* **EXERCISE PASSAGE**:
--------------------------------

A virtual nirvana may be in sight for teachers but Arnold Evans discovers perfection is no guarantee of happiness.
I can never resist those lovely online questionnaires which you must complete before being allowed access to some Internet sites. And, naturally, I present myself in the best possible light. The "Arnold Evans" I conjure up through the necromancy of clicking boxes is a phantom - the person I might have been, had not heartless Fate, a few delinquent genes and Old Father Time conspired so cruelly against me thus far.
Although nudging perilously near to my twilight years, I youthfully click the box labelled "25-30". I always estimate my salary at circa pound;150,000, so as not to encourage too much jealousy among my peers, and confess to a penchant for fine wines, fast cars and fabulous holiday locations. In the section labelled "occupation" I usually modestly admit to being a "rock star".
If I were, by my age I would have bought myself a house, a very big house in the country. And an apartment overlooking Central Park, chateau in the South of France, a pad in London's Docklands and a cosy bolthole within easy reach of my current detox clinic. There's something peculiarly impressive about having more than one address. And - although I have barely enough in the Halifax to cover the down payment on a half-decent box in Cardboard City - I can honestly boast that I have so many addresses that I can't possibly remember them all.
Needless to say, they are all of the e-mail variety. I'm a sucker for those free CD-Roms which the Internet Service Providers (ISPs) dish out with such reckless abandon. They arrive unsolicited in the mail, are there for the taking in supermarkets and high street stores and come taped to the front of computer mags. There are almost 200 providers in the UK, all eager to have anyone with a modem as a member. Many of them provide a free service, a few offer free time online via an 0800 number, a few promise discounts on your other telephone calls and some are even willing to offer you shares in their company.

--------------------------------

[Source data]
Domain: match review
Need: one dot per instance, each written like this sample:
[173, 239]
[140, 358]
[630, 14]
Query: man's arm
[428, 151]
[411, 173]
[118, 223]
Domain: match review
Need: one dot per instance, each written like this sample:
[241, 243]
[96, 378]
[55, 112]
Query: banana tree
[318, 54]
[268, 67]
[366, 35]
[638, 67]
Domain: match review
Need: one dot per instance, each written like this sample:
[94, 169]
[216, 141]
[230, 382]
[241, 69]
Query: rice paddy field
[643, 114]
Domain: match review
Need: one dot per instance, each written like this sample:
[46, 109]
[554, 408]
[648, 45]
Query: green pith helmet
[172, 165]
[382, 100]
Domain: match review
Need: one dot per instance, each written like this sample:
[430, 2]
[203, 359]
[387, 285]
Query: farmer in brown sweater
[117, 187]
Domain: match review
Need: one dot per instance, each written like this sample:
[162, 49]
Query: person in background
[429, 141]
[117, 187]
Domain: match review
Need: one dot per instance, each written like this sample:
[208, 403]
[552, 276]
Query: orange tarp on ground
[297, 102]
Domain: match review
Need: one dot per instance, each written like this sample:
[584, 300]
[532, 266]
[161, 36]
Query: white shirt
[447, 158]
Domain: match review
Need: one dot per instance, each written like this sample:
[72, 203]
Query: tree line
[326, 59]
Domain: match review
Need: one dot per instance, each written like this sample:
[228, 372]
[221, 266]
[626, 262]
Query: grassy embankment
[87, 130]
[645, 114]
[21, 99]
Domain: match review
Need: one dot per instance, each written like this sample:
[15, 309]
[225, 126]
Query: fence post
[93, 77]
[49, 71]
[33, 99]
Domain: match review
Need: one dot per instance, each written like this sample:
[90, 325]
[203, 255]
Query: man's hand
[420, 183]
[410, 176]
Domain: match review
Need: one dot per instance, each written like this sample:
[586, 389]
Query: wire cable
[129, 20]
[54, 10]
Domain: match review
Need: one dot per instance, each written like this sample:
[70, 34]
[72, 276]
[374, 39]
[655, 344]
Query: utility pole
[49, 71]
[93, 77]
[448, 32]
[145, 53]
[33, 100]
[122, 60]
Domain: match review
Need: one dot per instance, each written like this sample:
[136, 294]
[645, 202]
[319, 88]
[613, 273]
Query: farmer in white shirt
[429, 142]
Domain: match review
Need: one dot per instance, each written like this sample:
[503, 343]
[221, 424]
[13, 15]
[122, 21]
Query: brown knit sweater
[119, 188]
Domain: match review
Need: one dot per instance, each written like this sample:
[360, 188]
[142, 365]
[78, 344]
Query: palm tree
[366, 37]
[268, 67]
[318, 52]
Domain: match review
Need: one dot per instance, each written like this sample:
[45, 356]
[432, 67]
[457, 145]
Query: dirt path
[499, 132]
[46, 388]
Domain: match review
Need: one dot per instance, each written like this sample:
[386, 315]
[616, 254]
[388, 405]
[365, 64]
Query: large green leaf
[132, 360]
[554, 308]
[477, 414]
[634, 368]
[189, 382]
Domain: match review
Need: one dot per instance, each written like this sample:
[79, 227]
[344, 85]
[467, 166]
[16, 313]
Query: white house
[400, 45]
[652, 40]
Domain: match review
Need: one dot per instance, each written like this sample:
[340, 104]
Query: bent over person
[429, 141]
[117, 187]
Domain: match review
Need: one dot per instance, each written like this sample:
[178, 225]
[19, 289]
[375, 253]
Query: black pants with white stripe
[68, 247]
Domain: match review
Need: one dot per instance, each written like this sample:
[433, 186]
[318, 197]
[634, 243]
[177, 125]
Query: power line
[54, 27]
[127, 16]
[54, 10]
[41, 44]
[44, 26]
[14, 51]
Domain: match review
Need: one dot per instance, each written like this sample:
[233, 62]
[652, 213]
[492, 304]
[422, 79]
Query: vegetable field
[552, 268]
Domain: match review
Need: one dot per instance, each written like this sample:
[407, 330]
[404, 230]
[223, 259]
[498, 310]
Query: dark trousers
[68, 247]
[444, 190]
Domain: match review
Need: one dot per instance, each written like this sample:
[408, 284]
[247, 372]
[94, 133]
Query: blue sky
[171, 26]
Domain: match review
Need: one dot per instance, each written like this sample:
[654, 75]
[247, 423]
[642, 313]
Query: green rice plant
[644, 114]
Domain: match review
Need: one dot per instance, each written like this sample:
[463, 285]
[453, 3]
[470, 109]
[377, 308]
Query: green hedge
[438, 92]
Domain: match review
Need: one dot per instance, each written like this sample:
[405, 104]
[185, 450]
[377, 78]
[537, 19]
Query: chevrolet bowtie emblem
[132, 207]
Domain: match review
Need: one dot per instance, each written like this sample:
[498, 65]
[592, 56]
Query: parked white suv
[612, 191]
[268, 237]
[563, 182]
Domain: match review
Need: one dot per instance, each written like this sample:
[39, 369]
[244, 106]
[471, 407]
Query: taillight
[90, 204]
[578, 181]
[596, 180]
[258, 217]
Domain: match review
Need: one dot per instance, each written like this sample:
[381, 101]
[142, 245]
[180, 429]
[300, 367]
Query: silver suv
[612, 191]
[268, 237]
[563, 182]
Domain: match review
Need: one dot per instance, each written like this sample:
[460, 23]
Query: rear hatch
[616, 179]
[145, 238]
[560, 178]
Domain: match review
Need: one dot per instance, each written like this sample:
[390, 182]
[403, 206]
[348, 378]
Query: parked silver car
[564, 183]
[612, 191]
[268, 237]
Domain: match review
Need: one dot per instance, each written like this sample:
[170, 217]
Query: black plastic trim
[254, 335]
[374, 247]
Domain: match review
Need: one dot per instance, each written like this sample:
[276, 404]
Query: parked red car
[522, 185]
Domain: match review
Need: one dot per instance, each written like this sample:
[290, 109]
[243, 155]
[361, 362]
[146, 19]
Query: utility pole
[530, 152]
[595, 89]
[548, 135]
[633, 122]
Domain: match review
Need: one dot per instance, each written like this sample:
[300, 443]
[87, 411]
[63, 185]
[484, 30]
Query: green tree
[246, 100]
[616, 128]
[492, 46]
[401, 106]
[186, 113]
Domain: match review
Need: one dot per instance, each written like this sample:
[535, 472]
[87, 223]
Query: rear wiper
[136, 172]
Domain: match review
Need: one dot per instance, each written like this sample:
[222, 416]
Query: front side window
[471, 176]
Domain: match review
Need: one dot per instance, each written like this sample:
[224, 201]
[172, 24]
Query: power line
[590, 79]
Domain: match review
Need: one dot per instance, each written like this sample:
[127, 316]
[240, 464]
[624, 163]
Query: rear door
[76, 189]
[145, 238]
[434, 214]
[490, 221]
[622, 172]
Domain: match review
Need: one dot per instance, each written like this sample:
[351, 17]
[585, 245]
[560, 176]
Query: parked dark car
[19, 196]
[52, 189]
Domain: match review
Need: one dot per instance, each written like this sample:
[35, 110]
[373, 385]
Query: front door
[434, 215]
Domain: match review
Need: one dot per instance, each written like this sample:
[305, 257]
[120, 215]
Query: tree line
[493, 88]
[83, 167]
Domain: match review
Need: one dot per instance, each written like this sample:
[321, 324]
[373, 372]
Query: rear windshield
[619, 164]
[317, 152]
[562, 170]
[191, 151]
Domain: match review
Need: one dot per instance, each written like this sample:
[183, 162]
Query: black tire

--------------------------------

* **ACTIVITY 1**:
How many Internet Service Providers operate in the UK, according to the passage about online questionnaires?
* **ACTIVITY 2**:
Carry on the passage about online questionnaires from its final sentence.

* **REPLY 1**:
Almost 200.

* **REPLY 2**:
I am undiscriminating. Any CD that chances my way gets shoved in the drive. As I plod through the installment procedure, I have the opportunity to spend an instructive hour or three rediscovering that help lines can sometimes offer precious little help even when they charge premium rates.
I then race through the inevitable questionnaire so that I can get down to the serious business of laying claim to my new address so that I can email a few long-suffering friends to assure them that I have, at last, found my true home on the Web.
It's not true, of course. No ISP exactly reflects my particular tastes, needs or aspirations. I begin to feel uncomfortable the moment that I'm welcomed abord and heartily congratulated on my good sense in joining that particular random assortment of cyberdudes. I don't really want to belong to any club that would have me as a member. I don't like being lumbered with an address which so unashamedly reveals that the only way I've managed to gatecrash cyberspace is that I've picked up a freebie disc from Tescos, Dixons or Woollies or - heaven forfend - The Sun.
Of course, it has been made much easier for teachers ever since TAG Developments came up with the ingenious idea of creating an ISP which will be controlled exclusively by teachers, ex-teachers and - if there is such an exotic creature abroad in the land - wannabe teachers.
The service, launched last month, is not only free but also promises that anyone who joins is automatically entitled to shares in tagteachernet. Conceivably this could prove profitable if the company is a resounding success, but, more importantly, it signals TAG's commitment to offering teachers ownership and ultimately control of how the service is structured.
It isn't yet another content-based service offering parents, pupils and teachers gigabytes of resources. Instead, it is uniquely aimed, not at education in general, but specifically at UK's much-maligned, misunderstood, and shell-shocked army of practising teachers. If they have a computer and modem at home, they have - at last - a virtual home of their own on the Internet. It is teachers who will shape tagteachernet's infrastructure, set the agenda on its bulletin boards and, if it succeeds, establish an online community of those who earn their daily crust not by pontificating about education, education, education but facing classrooms of kids. It is the teachers who subscribe to it who will ultimately decide everything from the colours on its home page to its fundamental educational philosophy.
Obviously TAG wants to make a few bob from the adventure. But, remarkably, the company has spotted that the most likely way of doing so is not to second-guess what teachers actually want but to surrender control of this ISP to them.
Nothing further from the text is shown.